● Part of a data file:
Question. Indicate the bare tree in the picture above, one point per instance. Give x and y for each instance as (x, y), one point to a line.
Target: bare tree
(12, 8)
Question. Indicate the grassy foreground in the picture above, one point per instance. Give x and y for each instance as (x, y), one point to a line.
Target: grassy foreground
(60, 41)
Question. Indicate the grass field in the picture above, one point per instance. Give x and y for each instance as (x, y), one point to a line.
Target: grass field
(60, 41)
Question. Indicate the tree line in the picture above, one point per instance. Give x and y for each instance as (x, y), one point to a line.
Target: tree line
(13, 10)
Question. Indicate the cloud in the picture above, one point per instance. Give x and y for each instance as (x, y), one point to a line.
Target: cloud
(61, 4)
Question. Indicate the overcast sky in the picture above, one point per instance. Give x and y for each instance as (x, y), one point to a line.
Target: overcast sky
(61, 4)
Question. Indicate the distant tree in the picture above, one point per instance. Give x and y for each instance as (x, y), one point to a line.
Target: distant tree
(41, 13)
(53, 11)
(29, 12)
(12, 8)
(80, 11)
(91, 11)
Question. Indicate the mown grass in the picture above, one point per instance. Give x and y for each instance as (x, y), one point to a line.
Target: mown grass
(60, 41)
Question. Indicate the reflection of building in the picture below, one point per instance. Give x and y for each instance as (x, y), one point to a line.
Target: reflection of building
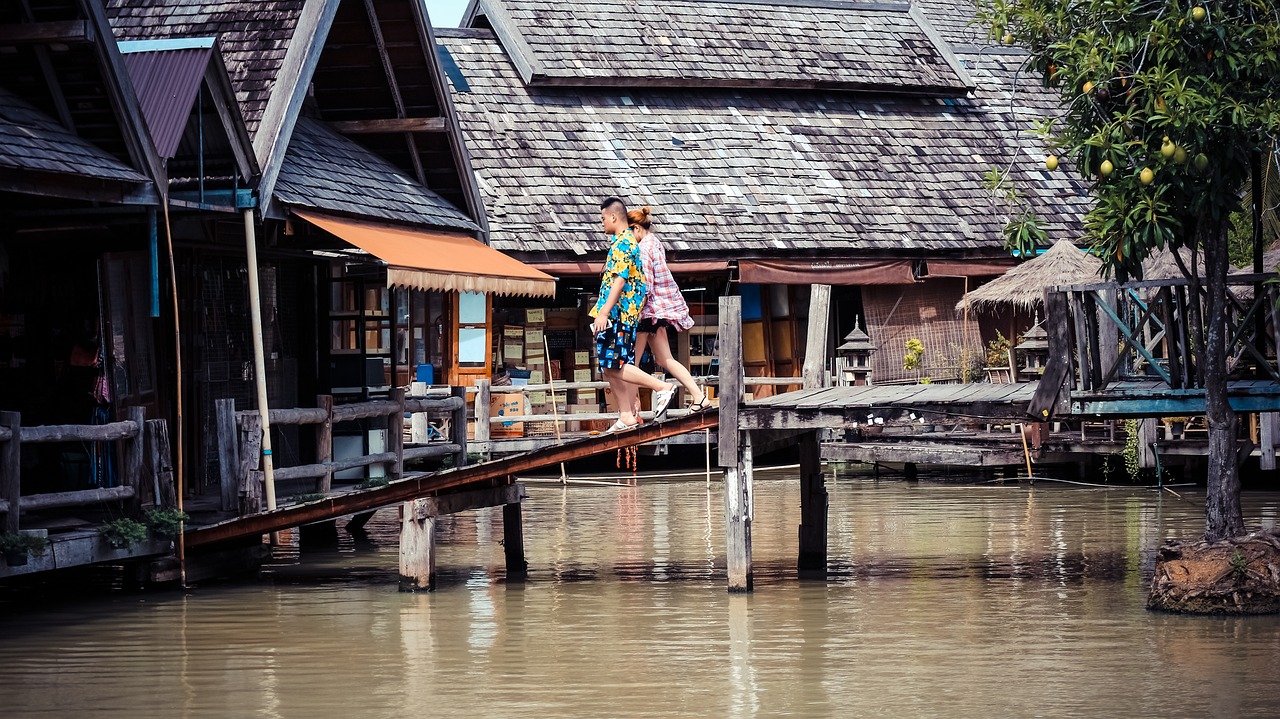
(776, 155)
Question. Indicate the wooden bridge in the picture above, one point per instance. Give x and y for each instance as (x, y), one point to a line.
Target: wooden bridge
(1152, 371)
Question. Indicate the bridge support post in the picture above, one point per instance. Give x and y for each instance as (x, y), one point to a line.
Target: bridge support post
(813, 511)
(513, 541)
(417, 546)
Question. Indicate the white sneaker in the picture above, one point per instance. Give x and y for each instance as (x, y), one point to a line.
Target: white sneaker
(661, 402)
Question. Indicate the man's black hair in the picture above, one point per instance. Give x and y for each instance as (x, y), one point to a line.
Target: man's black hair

● To be done:
Give every line of the entries above as a numbered list. Skip blank lines and leave out the pictures.

● Response below:
1. Question. Indicate the bare tree in the picture above, one point per instance. Give x and y for each instance as (x, y), one point to a line.
2. Target: bare tree
3. (12, 8)
4. Question. Indicate the grassy foreground in the picture above, one point per instance. Give x and y for each instance as (x, y), one point to a line.
5. Target: grassy foreground
6. (60, 41)
7. Question. Indicate the grass field in the picture above, one point per instance. Give x and y for each instance as (x, y), one point to a line.
8. Target: grass field
9. (60, 41)
10. Question. Indicate the tree line in the picture above, one point per instance. Give x and y for each instance as (x, y), one point to a line.
11. Target: tree line
12. (13, 10)
13. Question. Indicate the cloud in the picture above, one point per instance. Give x and y for each instance as (x, y), one point to a line.
14. Target: cloud
15. (61, 4)
16. Question. Indicate the overcast sky in the picture above, one point per instance. Give x and y for each instance as (x, y), one point to a line.
17. Target: overcast sky
18. (61, 4)
19. Question. Indicate the distant tree in the picture above, one point per instance. Give x and y for each instance as (x, y), one point to a line.
20. Target: distant tree
21. (41, 13)
22. (53, 11)
23. (29, 12)
24. (12, 8)
25. (80, 11)
26. (91, 11)
27. Question. Indicate the mown grass in the picture above, one point per instance. Give x and y for each instance as (x, y), one point to a line.
28. Target: mown grass
29. (60, 41)
30. Question. Indicate the reflection of building in the picture below, one point per instance. Give x and y for each instance as (x, y), one point to a line.
31. Target: reflection of building
32. (776, 155)
33. Question. Indicate the wooden bridge in the picture above, one point per instance. Give x and y for each instance as (x, y), one point to a line.
34. Target: wooden bridge
35. (1152, 371)
36. Question. Indicate the bridge support post in the picture above, one point per instance. Give x and y for each instance as (x, y), one point to a line.
37. Target: bridge support post
38. (813, 511)
39. (513, 541)
40. (417, 546)
41. Question. Indicate the white sneaker in the picture above, one point per instance. Give x and y for each instance as (x, y), one point to a line.
42. Target: white sneaker
43. (661, 402)
44. Question. Indicate the man's black hair in the picture above, one point per instance. Give x and y for each instance as (x, y), one point to a line.
45. Target: man's black hair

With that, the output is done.